— OBJECTIVE —
Extract each line of the listing below that contains the string "sign", matching uppercase and lowercase exactly.

— PROVIDED ENTRIES —
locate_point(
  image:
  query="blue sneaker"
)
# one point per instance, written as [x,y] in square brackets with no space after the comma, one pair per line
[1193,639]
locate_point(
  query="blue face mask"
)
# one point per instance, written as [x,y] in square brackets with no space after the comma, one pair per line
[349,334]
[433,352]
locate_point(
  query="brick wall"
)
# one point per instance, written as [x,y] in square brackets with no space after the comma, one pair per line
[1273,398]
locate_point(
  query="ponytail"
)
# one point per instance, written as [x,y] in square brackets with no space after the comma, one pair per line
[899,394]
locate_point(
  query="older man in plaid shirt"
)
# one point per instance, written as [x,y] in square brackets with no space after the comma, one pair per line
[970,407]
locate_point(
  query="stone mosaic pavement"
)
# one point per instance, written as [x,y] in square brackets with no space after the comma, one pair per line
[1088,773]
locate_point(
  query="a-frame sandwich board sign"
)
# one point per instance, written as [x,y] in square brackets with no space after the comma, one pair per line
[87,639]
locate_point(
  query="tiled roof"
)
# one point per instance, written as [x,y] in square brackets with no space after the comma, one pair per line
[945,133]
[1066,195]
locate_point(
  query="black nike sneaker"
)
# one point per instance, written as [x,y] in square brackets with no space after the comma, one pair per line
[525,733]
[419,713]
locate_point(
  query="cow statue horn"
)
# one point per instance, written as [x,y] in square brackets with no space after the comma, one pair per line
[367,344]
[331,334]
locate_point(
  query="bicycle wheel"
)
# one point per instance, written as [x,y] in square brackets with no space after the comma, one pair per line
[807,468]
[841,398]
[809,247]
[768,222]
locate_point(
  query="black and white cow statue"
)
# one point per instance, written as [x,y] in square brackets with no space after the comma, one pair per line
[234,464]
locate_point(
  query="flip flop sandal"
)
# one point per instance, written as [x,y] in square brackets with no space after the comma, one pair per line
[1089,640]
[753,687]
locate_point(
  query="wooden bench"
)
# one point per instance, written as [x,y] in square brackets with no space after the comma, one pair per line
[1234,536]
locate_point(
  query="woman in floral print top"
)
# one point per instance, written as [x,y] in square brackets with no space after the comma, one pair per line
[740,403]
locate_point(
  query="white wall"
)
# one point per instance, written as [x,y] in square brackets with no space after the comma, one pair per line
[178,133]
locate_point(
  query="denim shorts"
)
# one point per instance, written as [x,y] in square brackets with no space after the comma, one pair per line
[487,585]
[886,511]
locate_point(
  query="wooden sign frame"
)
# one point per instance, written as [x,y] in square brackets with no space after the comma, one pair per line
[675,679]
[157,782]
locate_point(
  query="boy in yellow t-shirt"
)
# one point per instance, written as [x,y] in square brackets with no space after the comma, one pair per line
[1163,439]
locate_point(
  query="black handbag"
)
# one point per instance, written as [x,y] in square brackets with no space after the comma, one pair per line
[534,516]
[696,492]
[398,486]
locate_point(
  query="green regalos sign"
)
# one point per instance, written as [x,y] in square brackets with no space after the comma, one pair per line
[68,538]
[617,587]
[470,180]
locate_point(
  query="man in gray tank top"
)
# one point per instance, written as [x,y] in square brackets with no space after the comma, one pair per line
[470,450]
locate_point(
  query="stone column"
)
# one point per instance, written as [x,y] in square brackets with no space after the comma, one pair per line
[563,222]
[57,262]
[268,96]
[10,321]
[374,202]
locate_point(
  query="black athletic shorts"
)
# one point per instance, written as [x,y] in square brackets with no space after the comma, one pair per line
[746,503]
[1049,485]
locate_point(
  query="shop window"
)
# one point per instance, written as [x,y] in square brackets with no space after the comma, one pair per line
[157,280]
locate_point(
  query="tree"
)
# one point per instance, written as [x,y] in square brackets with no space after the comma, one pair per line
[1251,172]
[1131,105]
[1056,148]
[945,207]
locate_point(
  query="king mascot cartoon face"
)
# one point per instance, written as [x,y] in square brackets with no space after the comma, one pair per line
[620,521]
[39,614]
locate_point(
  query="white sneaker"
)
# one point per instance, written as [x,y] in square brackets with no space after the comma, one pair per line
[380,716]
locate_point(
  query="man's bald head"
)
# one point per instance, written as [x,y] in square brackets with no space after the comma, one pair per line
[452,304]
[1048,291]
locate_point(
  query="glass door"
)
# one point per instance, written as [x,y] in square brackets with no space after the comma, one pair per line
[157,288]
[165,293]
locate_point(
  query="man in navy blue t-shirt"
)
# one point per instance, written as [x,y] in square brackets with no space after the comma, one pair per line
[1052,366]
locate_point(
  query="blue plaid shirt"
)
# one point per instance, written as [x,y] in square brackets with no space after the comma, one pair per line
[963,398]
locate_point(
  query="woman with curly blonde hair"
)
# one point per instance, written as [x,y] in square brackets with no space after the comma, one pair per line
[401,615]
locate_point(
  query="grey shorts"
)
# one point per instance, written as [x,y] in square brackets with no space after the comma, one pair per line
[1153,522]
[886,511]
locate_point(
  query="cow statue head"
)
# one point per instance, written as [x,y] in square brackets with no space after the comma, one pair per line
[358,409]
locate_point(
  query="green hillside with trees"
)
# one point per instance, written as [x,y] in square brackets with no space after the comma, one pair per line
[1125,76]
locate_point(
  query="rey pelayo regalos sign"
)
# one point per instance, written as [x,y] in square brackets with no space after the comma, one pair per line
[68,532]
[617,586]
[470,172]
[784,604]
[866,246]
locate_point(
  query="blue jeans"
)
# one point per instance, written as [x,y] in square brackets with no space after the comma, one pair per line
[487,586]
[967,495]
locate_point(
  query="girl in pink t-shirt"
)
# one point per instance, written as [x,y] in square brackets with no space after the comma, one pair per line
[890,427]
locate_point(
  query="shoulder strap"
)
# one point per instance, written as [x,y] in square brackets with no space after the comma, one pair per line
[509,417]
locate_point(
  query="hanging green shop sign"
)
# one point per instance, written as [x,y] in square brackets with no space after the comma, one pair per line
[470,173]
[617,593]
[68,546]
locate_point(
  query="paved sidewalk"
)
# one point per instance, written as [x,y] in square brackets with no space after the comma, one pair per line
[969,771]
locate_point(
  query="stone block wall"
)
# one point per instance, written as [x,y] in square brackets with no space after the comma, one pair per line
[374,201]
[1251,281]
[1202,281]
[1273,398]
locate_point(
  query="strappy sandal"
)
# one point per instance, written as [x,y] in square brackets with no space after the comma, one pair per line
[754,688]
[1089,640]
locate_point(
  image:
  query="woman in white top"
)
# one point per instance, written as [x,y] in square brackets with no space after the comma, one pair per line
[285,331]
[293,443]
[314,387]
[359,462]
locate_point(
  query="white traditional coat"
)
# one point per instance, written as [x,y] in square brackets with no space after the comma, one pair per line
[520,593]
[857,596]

— RESULT —
  query="a-frame sandwich board sign"
  query="wooden sign frame"
  query="green regalos sign"
  query="rey pelayo regalos sign"
  query="hanging green shop sign"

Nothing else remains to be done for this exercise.